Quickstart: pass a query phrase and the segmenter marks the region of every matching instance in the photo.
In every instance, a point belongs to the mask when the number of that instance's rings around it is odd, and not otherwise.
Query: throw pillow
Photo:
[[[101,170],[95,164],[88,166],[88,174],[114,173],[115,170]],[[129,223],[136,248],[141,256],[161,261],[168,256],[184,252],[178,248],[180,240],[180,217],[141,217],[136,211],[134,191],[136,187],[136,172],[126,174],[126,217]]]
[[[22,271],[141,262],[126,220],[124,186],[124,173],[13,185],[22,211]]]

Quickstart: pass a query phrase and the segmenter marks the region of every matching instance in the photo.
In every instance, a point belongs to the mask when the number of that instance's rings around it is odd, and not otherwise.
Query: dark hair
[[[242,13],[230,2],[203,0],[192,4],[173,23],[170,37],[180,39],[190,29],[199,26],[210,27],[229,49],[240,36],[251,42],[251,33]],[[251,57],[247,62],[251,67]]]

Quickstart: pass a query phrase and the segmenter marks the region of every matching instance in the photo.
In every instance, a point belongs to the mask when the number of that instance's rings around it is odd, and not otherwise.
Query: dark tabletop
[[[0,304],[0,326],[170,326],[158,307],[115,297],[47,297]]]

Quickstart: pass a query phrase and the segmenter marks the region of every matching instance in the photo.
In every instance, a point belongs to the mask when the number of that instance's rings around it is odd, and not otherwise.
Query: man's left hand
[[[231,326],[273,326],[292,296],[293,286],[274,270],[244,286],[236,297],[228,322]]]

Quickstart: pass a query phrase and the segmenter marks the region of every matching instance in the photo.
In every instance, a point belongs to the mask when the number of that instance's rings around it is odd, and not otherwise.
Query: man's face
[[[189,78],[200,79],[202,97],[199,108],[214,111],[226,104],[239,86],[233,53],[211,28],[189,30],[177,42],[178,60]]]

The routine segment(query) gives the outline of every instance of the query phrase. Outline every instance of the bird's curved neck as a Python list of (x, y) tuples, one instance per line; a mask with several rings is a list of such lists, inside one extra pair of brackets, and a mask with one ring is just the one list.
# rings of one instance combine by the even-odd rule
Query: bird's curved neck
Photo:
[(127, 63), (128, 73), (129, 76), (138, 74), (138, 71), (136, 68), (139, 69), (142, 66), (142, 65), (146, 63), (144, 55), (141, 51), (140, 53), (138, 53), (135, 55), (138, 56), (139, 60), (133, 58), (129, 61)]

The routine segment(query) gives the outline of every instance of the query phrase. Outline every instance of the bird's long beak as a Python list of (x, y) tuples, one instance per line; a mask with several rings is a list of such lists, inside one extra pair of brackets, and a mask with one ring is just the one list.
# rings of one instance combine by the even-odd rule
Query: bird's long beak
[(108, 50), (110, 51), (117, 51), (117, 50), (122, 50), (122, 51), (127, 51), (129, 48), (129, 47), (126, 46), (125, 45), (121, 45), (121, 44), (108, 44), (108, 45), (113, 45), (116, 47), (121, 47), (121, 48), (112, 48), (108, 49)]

────────────────────────────────────────

**EXERCISE DIRECTIONS:** Reproduce the listing above in full, replacing each occurrence of "segmenter" with "labeler" and leaving everything else untouched.

**ANSWER IN FULL:**
Quickstart: pass a query phrase and the labeler marks the region of every matching instance in the photo.
In every instance, a point belongs to the mask when the number of that instance's rings around it is odd, and not otherwise.
Query: throw pillow
Photo:
[[[101,170],[95,164],[88,166],[88,174],[114,173],[115,170]],[[129,223],[136,248],[141,256],[161,261],[168,256],[184,252],[178,248],[180,240],[180,217],[141,217],[136,211],[134,191],[136,187],[136,172],[126,174],[126,217]]]
[[[22,271],[141,262],[126,220],[124,186],[124,173],[13,185],[22,211]]]

Quickstart: pass a query phrase and the labeler marks the region of every matching instance in the photo.
In every instance, a point belongs to the mask when the number of that instance's rings around it is odd, and not otherwise.
Query: dark hair
[[[242,13],[230,2],[203,0],[192,4],[173,23],[170,37],[180,39],[190,29],[199,26],[210,27],[229,49],[240,36],[251,42],[251,33]],[[251,57],[247,62],[251,67]]]

Quickstart: pass a query phrase and the labeler marks the region of every matching instance in the photo.
In every instance, a point belongs to the mask when the number of that instance's rings around it is odd, and not otherwise.
Query: dark tabletop
[[[0,304],[0,326],[170,326],[158,307],[115,297],[47,297]]]

Quickstart: pass a query phrase and the labeler marks the region of every matching instance in the photo.
In every instance, a point belongs to the mask when the number of that instance's rings around it is odd, and not otherwise.
Query: man's left hand
[[[231,326],[273,326],[292,296],[293,286],[274,270],[244,286],[236,297],[228,322]]]

Quickstart: pass a query phrase and the labeler marks the region of every matching instance in the photo.
In every instance, a point belongs to the mask when the number of that instance's rings around it is odd, and not otherwise.
Query: man's face
[[[189,78],[200,79],[202,97],[199,108],[214,111],[226,104],[239,86],[233,53],[211,28],[189,30],[177,42],[178,60]]]

The routine segment(query) gives the outline of every instance of the query phrase. Outline every instance of the bird's curved neck as a Python list of (x, y) tuples, one instance per line; a mask with several rings is a list of such lists, inside one extra pair of brackets, and a mask with one ring is just the one list.
# rings of one instance combine by the even-odd rule
Query: bird's curved neck
Photo:
[(127, 63), (128, 73), (129, 76), (138, 74), (138, 71), (136, 68), (139, 69), (142, 66), (142, 65), (146, 63), (144, 55), (141, 51), (140, 53), (138, 53), (135, 55), (138, 56), (139, 60), (133, 58), (129, 61)]

The routine segment(query) gives the outline of every instance of the query phrase. Outline every instance of the bird's long beak as a Python list of (x, y) tuples, one instance per line; a mask with several rings is a list of such lists, inside one extra pair of brackets, and a mask with one ring is just the one list.
# rings of one instance combine by the even-odd rule
Query: bird's long beak
[(108, 50), (110, 51), (117, 51), (117, 50), (122, 50), (122, 51), (127, 51), (129, 48), (129, 47), (126, 46), (125, 45), (121, 45), (121, 44), (108, 44), (108, 45), (113, 45), (116, 47), (121, 47), (121, 48), (112, 48), (108, 49)]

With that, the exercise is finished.